** Tareas escritas **
a - Según el texto sobre el problema de la longitud, ¿qué cosas cambiaron tras la Revolución Científica? Enuméralas todas.
b - Responde con datos del texto sobre el problema de la longitud:
(i) ¿Cuándo se resolvió el "Problema de la longitud"?
(ii) ¿Qué dos ciencias aunaba la cosmografía?
(iii) ¿Dónde comenzó el Renacimiento?

** Sección del documento **

┄┄┄┄┄┄┄┄┄┄┄┄┄┄┄┄┄┄┄┄

La localización de un punto en la superficie de nuestro planeta, o de la Tierra en el universo, ha sido uno de los motores esenciales del avance científico. Es el denominado ‘Problema de la longitud’, cuya resolución, a finales del siglo XVIII, permitió situar cualquier localidad de manera precisa en cualquier punto del globo terrestre. Tras la Revolución Científica nada volvió a ser igual: cambió la visión de la relación del hombre con la naturaleza, se sentaron las bases de la Revolución Industrial posterior y Occidente afianzó su dominio de rutas comerciales y, eventualmente, permitió la construcción de los imperios coloniales de los siglos XIX y principios del XX.
El ‘Problema de la Longitud’ se enmarca en una disciplina mucho más compleja, la cosmografía, ciencia que aunaba a la geografía y a la astronomía, y cuyo objetivo era entender nuestro medio desde una amplia perspectiva. Este proceso hunde sus raíces en el inicio de la civilización y posiblemente en nuestra esencia, la necesidad de explorar, de conocer, de comprender. Los primeros pasos en esta aventura intelectual se dieron en Mesopotamia, en las primeras culturas de Oriente Medio, a las que tanto debemos, para ser elaborada por Grecia y Roma desde una nueva perspectiva racional. Surgió entonces la ciencia, pero no como una herramienta aislada, sino como parte de la filosofía. La Edad Media, de injusta fama negativa, permitió un reestructuración del saber cosmográfico, en parte destilado por la civilización islámica. España, en al-Ándalus, jugó un papel primordial entonces, pero también en la denominada Era de los Descubrimientos, a partir del siglo XIV, junto con Portugal. Las dos naciones ibéricas realizaron una serie de gestas extraordinarias y abrieron no solo el horizonte geográfico al conectar tierras lejanas y desconocidas para Occidente, iniciando la primera globalización, sino que pusieron en marcha un cambio de perspectiva en la posición de la humanidad en el cosmos, proceso reforzado por el Renacimiento, un movimiento pancultural europeo que comenzó en la península italiana.

┄┄┄┄┄┄┄┄┄┄┄┄┄┄┄┄┄┄┄┄

** Extracto del listado **
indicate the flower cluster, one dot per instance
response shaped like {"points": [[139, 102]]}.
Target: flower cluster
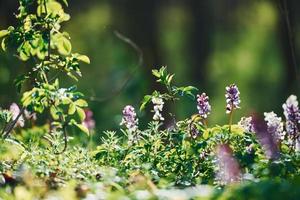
{"points": [[274, 126], [247, 124], [203, 105], [228, 167], [129, 118], [89, 122], [157, 109], [232, 98], [15, 110], [292, 114]]}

┄┄┄┄┄┄┄┄┄┄┄┄┄┄┄┄┄┄┄┄

** Resultados **
a -
- Cambió la visión de la relación del hombre con la naturaleza.
- Se sentaron las bases de la Revolución Industrial posterior.
- Occidente afianzó su dominio de rutas comerciales.
- Se permitió la construcción de los imperios coloniales de los siglos XIX y principios del XX.

b -
(i) A finales del siglo XVIII.
(ii) La geografía y la astronomía.
(iii) En la península italiana.